**Excerpts of labeled region data**.
--- start ---
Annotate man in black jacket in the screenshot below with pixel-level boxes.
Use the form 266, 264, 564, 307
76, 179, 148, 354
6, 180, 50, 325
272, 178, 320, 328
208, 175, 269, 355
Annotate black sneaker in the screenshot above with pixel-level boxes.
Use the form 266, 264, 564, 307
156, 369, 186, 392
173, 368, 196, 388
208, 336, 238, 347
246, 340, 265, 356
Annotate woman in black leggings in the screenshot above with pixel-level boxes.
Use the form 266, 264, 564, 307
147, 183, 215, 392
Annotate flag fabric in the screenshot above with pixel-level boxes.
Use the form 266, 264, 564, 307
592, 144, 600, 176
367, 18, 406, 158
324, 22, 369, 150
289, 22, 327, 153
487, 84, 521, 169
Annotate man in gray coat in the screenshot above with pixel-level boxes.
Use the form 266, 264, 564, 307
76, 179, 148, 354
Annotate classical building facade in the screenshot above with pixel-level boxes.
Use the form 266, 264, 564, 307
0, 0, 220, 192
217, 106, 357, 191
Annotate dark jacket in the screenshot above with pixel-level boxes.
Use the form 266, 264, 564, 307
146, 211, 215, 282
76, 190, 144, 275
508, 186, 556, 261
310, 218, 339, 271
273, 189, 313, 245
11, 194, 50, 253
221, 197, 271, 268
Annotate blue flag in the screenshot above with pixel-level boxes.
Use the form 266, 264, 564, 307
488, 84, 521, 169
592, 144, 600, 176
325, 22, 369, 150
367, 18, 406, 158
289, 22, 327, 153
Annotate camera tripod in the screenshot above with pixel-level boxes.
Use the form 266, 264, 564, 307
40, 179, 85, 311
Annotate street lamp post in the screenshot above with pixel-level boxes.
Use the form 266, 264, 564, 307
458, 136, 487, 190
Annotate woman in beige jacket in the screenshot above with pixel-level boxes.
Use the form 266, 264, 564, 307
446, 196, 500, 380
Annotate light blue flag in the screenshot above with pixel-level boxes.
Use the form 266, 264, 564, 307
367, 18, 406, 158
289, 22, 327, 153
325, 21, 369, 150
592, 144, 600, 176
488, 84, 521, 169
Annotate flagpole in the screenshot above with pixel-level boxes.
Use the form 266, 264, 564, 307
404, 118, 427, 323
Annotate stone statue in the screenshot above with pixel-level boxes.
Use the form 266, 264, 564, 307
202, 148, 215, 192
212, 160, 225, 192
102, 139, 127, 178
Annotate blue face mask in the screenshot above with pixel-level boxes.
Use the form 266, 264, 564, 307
--- end ---
**Task goal**.
Reproduce every row above word for word, line by line, with nothing changed.

**Answer**.
Annotate man in black jacket in the screenshot below with pixel-level boxes.
Use the form 266, 264, 564, 307
76, 179, 148, 354
6, 180, 50, 325
272, 178, 320, 328
208, 175, 269, 355
Annotate black sneaker in the screenshot above with pixel-level boxes.
Use the form 266, 264, 564, 307
156, 369, 186, 392
173, 368, 196, 388
208, 336, 238, 347
246, 340, 265, 356
Annotate woman in black leggings in the screenshot above with pixel-level boxes.
Use the form 266, 264, 564, 307
147, 183, 215, 392
Annotate flag fabric in the screenshot above with pixel-level boxes.
Use the form 266, 264, 564, 307
592, 144, 600, 176
367, 18, 406, 158
324, 22, 369, 150
289, 22, 327, 153
487, 84, 521, 169
Annotate man in gray coat in the screenshot above with pixel-level boxes.
Use the form 266, 264, 564, 307
76, 179, 148, 354
Annotate classical building facade in the screenshot above with pixel-level boxes.
Use the form 266, 264, 564, 307
0, 0, 220, 192
217, 106, 357, 191
Annotate dark jacket in the screenshot above with pixel-level boxes.
Use the form 266, 264, 564, 307
146, 211, 215, 282
76, 190, 144, 275
508, 186, 556, 261
310, 218, 339, 271
273, 189, 313, 245
11, 194, 50, 253
221, 197, 271, 268
Annotate blue flag in the screenshot above with pixel-level boxes.
Use the form 266, 264, 564, 307
488, 84, 521, 169
592, 144, 600, 176
325, 22, 369, 150
367, 18, 406, 158
289, 22, 327, 153
Annotate camera tripod in the screenshot above with pixel-level boxes.
Use the form 266, 264, 564, 307
40, 179, 85, 311
Annotate street lamp post in the screenshot above with pixel-level boxes.
Use the form 266, 264, 564, 307
458, 136, 487, 190
Annotate woman in beige jacket in the screenshot above with pixel-level boxes.
Use the form 266, 264, 564, 307
446, 196, 500, 380
Annotate light blue flag in the screenshot above with pixel-level boxes.
Use the form 266, 264, 564, 307
367, 18, 406, 158
289, 22, 327, 153
325, 21, 369, 150
592, 144, 600, 176
488, 84, 521, 169
Annotate flagpole in the screenshot above with pixel-level boxes.
Use the form 266, 264, 564, 307
404, 118, 427, 323
Annotate stone statue in the screenshot above with pixel-level boxes.
Use the form 266, 264, 564, 307
202, 148, 215, 192
212, 160, 225, 192
102, 139, 127, 178
Annotate blue face mask in the screenshot above with pixel-level boxes.
Use the form 266, 264, 564, 307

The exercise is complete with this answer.